> [What to produce] Each entry below is to be written out exactly, and the pictures are to be left out.

> [Supplied records]
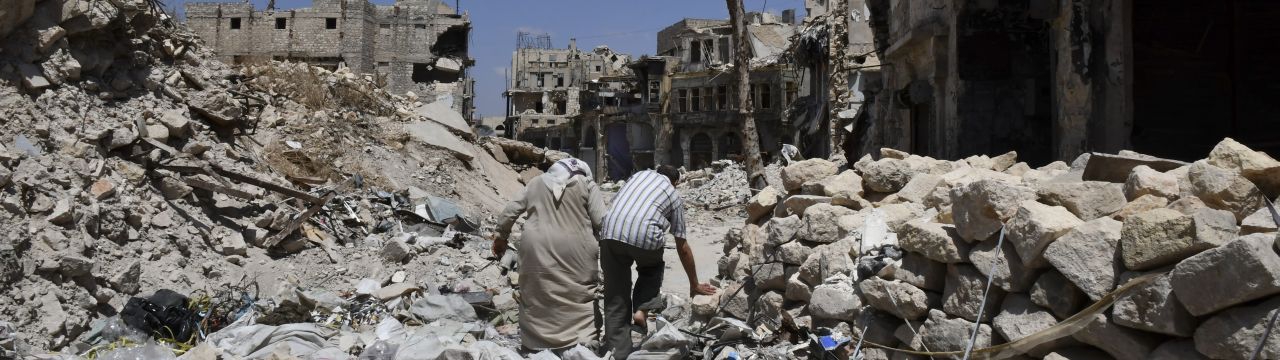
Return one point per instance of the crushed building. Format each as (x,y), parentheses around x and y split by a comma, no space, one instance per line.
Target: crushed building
(412,46)
(554,94)
(1052,80)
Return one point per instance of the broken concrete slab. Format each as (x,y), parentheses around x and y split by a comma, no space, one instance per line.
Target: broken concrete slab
(437,136)
(1116,168)
(1251,263)
(808,171)
(443,113)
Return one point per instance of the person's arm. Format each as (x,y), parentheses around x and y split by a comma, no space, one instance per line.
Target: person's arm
(507,219)
(595,205)
(686,254)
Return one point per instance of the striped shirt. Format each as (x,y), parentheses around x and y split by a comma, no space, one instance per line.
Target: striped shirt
(644,210)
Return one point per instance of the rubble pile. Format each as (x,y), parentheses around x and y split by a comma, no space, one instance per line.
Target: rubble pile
(132,164)
(721,186)
(904,256)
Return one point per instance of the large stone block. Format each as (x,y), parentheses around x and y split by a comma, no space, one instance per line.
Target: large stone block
(1119,341)
(919,187)
(1240,270)
(941,333)
(1178,349)
(1088,256)
(1055,292)
(936,241)
(1087,200)
(1257,167)
(1019,318)
(821,223)
(900,299)
(782,229)
(808,171)
(1034,227)
(887,174)
(1162,236)
(982,206)
(835,301)
(1005,268)
(963,294)
(1142,204)
(848,185)
(826,261)
(920,272)
(1220,188)
(1147,181)
(1235,333)
(762,204)
(1152,308)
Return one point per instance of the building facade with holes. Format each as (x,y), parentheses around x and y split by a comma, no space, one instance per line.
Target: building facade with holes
(414,45)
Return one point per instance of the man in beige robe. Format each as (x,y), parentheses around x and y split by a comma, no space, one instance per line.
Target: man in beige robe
(560,273)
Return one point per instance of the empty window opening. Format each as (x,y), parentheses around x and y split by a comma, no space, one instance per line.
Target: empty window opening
(722,98)
(707,99)
(428,73)
(695,53)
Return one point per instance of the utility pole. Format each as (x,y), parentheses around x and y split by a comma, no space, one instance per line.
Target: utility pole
(743,71)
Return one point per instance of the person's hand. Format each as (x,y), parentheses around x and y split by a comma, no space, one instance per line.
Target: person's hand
(499,247)
(702,288)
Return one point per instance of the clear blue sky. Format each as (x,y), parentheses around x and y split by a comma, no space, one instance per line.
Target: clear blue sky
(629,27)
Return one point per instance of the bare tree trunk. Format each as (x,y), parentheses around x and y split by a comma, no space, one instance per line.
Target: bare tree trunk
(743,71)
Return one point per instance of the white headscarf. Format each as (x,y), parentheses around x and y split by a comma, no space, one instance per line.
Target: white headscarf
(558,174)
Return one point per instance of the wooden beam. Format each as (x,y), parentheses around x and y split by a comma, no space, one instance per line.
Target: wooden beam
(293,224)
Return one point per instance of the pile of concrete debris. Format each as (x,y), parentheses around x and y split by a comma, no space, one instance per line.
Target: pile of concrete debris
(1125,256)
(133,167)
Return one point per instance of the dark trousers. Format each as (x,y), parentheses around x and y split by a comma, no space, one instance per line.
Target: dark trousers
(620,297)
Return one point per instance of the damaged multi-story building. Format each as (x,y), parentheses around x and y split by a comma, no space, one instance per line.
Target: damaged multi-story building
(1055,78)
(836,49)
(556,95)
(682,108)
(412,46)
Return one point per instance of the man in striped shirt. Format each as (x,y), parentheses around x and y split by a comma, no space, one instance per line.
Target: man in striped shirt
(635,232)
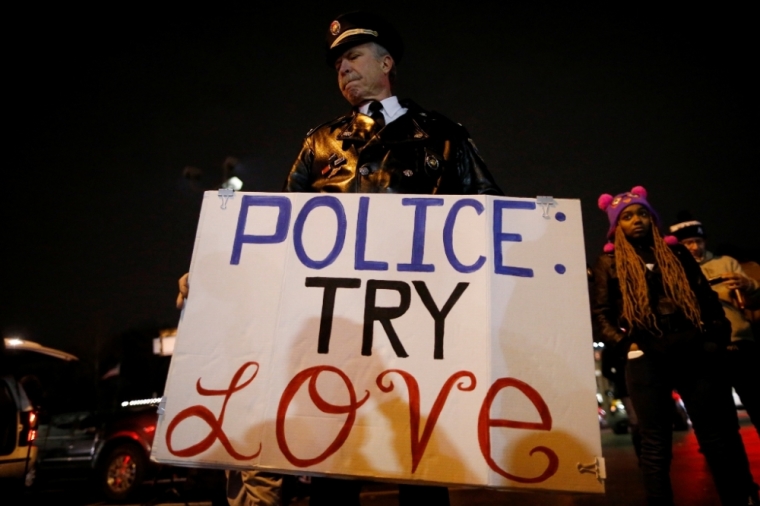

> [Answer area]
Return one point per instance of the crushed building. Format each as (x,y), parentheses around x and y split by a comma, no space, one instance per line.
Target: crushed building
(412,46)
(554,94)
(1052,80)
Return one point per instance of the broken concrete slab. Format each as (x,y), parentheses around x and y split by a comma, no space, one instance per line.
Target: broken concrete slab
(437,136)
(1116,168)
(1251,263)
(808,171)
(443,113)
Return one point per instance of the person's arm. Format each as (x,y), parentheses around x and y split by a comma, no space, one instance per line.
Target: person's arm
(507,219)
(595,205)
(686,254)
Return one point per instance of the striped shirt. Format each as (x,y), parentheses around x and y split by a comma, no space, one instance per line.
Target: striped shirt
(644,210)
Return one point per instance of the rubble pile. Format each as (x,y), parentheses around x and y split by a comma, no space, one instance per line.
Target: rubble pile
(132,164)
(721,186)
(904,256)
Return one point per instance of the large stone block. Format each as (x,y), parentheses around x and y split by a comma, no space, one instance per line.
Target: large stone block
(1119,341)
(919,187)
(1240,270)
(941,333)
(1178,349)
(1088,256)
(1055,292)
(936,241)
(1087,200)
(1257,167)
(1019,318)
(821,223)
(900,299)
(782,229)
(808,171)
(1034,227)
(887,174)
(1162,236)
(982,206)
(835,301)
(1005,268)
(963,294)
(1142,204)
(848,185)
(826,261)
(920,272)
(1220,188)
(1147,181)
(1235,333)
(762,204)
(1152,308)
Return one point per instance of the building facade with holes. Format each as (x,y), parentheses around x and y split by a comma, no space, one instance per line.
Target: building facade with holes
(414,45)
Return one point per instance of the man in beige robe. Format each as (x,y), parentheses around x and y split by a comma, no space, one instance per line.
Target: man in beige robe
(560,273)
Return one point per instance of the empty window opening. Format each as (x,y), parentheses around x and y split by a comma, no space, one instance per line.
Target: empty window opening
(722,98)
(707,99)
(428,73)
(695,53)
Return one point per instance of the utility pole. Format each as (x,y), parentheses around x and y split by a comma, no space, one instance per line.
Target: utility pole
(743,71)
Return one point per instance of the person's hand. Format each as (x,y), parentheses around x and y split by a comma, no space, one instance per line.
Target: person's hand
(499,247)
(702,288)
Return one point per instance of the clear blue sky. Format each as (x,y), parentheses around x and y split by a comma, no space, one instance per line.
Target: clear blue sky
(629,27)
Return one point per instance of the bare tree trunk. Format each as (x,y), parentheses around x and y split by a comma, no space, one instance per line.
Target: bare tree trunk
(743,71)
Return one point per instance of the white headscarf. Format each as (x,y), parentheses around x and y split by a comma, no space, one instance per line.
Target: white headscarf
(558,174)
Return one point per instance of the wooden beam. Format each as (x,y), parentheses around x and y split by a comma, no space, one instance per line.
Target: wooden beam
(293,224)
Return one point per instance of the pile of concrete debris. Format each as (x,y), parentheses around x and y split by a comma, no space, one instance per line.
Target: pile of concrete debris
(1125,256)
(133,167)
Return one point per instance of the dark trousers. Format each as (x,y), parentheses around x and y split by a comma, no space, one instance per line.
Target: dark trousers
(620,297)
Return one point per instance of the damaged multi-story building. Format each as (x,y), parentheses around x and y split by a comma, no space, one instance per line.
Target: damaged multi-story building
(1055,78)
(836,49)
(556,95)
(682,108)
(412,46)
Return one point per instance of the man in striped shirt. Format each as (x,y), parentheses around x and y split by a comma, no space, one instance per line.
Target: man in striped shirt
(635,232)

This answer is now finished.